→ **EXTRAIT DU DOCUMENT**:
--*--
Parce que le reste, pour le coup, ça ne m’intéressait déjà pas beaucoup dans Demon's Souls et ça me laisse bien de marbre dans Elden Ring. Heureux qui comme Alt236 arrive à se passionner pour ces personnages qui popent ça et là sur la carte, raides et inexpressifs, voire mythomanes, qui vous parlent de boss qui ont tous les mêmes noms et qui sont tous morts/fous depuis longtemps, car bien entendu, le monde de ce jeu est un post-apo où tout est en ruines, où tout ce qui bouge est un monstre, où on sait à peine ce qu’on fiche ici ni pourquoi on obtient telle ou telle fin, encore moins ce qui se passe à telle ou telle fin. C’est donc ça, le jeu de l’année, un bouquin de fantasy auquel il manque la moitié des pages ? Un monde mort qui n'existe que pour être méthodiquement pillé ? Elden Ring est déjà très bien comme ça, mais je suis sûr qu’on peut faire beaucoup mieux que ce soufflé au Souls.

  • Après coup : j’ai aussi joué à un autre monde ouvert un peu avant Elden Ring : Sable (Shedworks, 2021), un jeu où on peut aussi grimper à toutes les montagnes… sauf que c’est des petites buttes chiantes dans un grand désert vide. Je l’ai lâché au bout de six heures. Si vous voulez grimper aux montagnes sans vous battre, faites plutôt A Short Hike.

Critique de Bowser’s Fury (Nintendo EPD, 1-UP Studio et Nintendo Software Technology, 2021)

Parc aquatique gonflable à Lacanau (Gironde)

J’ai, hélas ! beaucoup de réserves vis-à-vis de Super Mario Odyssey (Nintendo EPD et 1-UP Studio, 2017), un jeu que j’étais pourtant censé adorer, une fusion entre Mario 64, Mario Sunshine et Mario Galaxy qui s’est avérée moins bonne que ces trois jeux-là pour plein de raisons, certaines quantifiables et d’autres que je peine à m’expliquer. Je suis certainement plus vieux qu’en 1997, mais tout de même, qu’ai-je vu ailleurs que je trouve manquer à un Mario, cette série qui m’a presque tout appris ?

Bowser’s Fury est une fusion entre Mario Odyssey et Super Mario 3D World (Nintendo EAD Tokyo et 1-UP Studio, 2013), le successeur de Mario 3D Land que je décrivais à l’époque comme le Mario d’un monde parallèle. Un monde où, suivant cette logique de Crash Bandicoot-ification, le successeur de 3D World aurait dû être un GTA-like. Un monde sans avenir, donc ; 3D World était un beau jeu d’action mais aussi une impasse évolutive, coincée dans le double carcan des mondes linéaires et de l’esthétique aseptisée et inoffensive du Monde Merveilleux de Super Mario™️. Et intelligemment, à l’occasion de la réédition de 3D World huit ans plus tard, Bowser’s Fury y adjoint une sortie de secours. Peut-être aussi une manière de sonder le public, si délicat à cerner dès qu’il s’agit de Mario en 3D – à en croire les chiffres de vente en tout cas†.
--*--
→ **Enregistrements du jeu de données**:

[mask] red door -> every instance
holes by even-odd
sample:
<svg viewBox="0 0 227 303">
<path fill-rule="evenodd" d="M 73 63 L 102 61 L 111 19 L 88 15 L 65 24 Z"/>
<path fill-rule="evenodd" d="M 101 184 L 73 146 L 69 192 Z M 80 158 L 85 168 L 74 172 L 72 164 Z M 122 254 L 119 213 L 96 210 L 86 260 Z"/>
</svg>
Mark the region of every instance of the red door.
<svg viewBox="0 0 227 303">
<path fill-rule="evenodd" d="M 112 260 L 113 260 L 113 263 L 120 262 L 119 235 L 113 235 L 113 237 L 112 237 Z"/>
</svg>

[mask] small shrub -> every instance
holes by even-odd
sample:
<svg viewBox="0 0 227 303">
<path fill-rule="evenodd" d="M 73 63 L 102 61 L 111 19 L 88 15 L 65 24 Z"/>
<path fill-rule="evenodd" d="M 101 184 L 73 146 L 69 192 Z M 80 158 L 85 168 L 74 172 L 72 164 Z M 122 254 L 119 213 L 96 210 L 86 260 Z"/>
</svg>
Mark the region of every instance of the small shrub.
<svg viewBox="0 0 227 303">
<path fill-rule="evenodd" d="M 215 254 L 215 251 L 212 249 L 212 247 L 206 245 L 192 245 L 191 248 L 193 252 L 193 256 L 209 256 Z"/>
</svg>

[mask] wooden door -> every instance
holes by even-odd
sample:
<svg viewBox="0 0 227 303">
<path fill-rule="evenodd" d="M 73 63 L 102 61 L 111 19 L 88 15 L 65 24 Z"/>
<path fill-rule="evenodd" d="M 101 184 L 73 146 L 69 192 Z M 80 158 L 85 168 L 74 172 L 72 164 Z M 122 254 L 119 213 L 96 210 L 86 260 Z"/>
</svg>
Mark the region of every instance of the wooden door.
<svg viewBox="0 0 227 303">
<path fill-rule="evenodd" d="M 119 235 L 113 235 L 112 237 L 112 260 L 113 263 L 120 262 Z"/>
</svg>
--*--
→ **TÂCHES**:
A: Reproduisez fidèlement le passage de l'extrait sur les jeux vidéo qui commence par « Parc aquatique gonflable » et se poursuit jusqu'à « presque tout appris ? ».
B: Quel jeu l'extrait sur les jeux vidéo recommande-t-il à qui veut grimper aux montagnes sans se battre ?
C: Poursuivez l'extrait sur les jeux vidéo à partir de sa dernière phrase.

→ **RÉPONSES AUX TÂCHES**:
A:
Parc aquatique gonflable à Lacanau (Gironde)

J’ai, hélas ! beaucoup de réserves vis-à-vis de Super Mario Odyssey (Nintendo EPD et 1-UP Studio, 2017), un jeu que j’étais pourtant censé adorer, une fusion entre Mario 64, Mario Sunshine et Mario Galaxy qui s’est avérée moins bonne que ces trois jeux-là pour plein de raisons, certaines quantifiables et d’autres que je peine à m’expliquer. Je suis certainement plus vieux qu’en 1997, mais tout de même, qu’ai-je vu ailleurs que je trouve manquer à un Mario, cette série qui m’a presque tout appris ?

B: A Short Hike.

C:
L’idée est futée, l’attention est délicate, mais je ne peux pas me mentir : c’est encore un mélange foireux, inférieur à ses deux inspirations. Odyssey proposait au moins ses lunes-slash-pièces bleues-slash-noix Korogu dans des cadres dépaysants ; ici, c’est des modules peinturlurés qu’on a éparpillés sur une mer d’huile, façon Splash Park de Lacanau. Jamais un “vrai” Mario n’a été aussi fade. Vous me direz : ce n’est pas un “vrai” Mario, juste un bonus expérimental, et l’expérience n’est pas si ratée que ça, quand on se dit qu’elle se plie en 8 heures et qu’elle est vidée du gras qui alourdissait Odyssey. Nous sommes d’accord, c’est pas mauvais Bowser’s Fury ; n’empêche que je me demande quand est-ce que Nintendo fera à nouveau un “vrai” Mario réussi, un où l’on ne fait pas que ramasser 5 fragments de trucs et battre les mêmes boss en boucle, un qui n’est pas garni de micro-gratifications compulsives suspectes, ne consacre pas un tiers de son contenu à faire office de tutoriel géant, et ne se termine pas invariablement par des défis chronométrés et des ascenseurs lents flottant au-dessus de lave (le design « si tu t’ennuies, tu meurs », pour reprendre les mots de Tim Rogers). Et j’ai tendance à penser que pour éviter ces écueils, un tel jeu ne peut pas être un Bowser’s Fury dilaté. Peut-être ne pourra-t-il s’agir que d’un jeu de post-plateformes. Ou peut-être qu’en fait, les “vrais” Mario ne sont plus des jeux pour un vieux croûton comme moi.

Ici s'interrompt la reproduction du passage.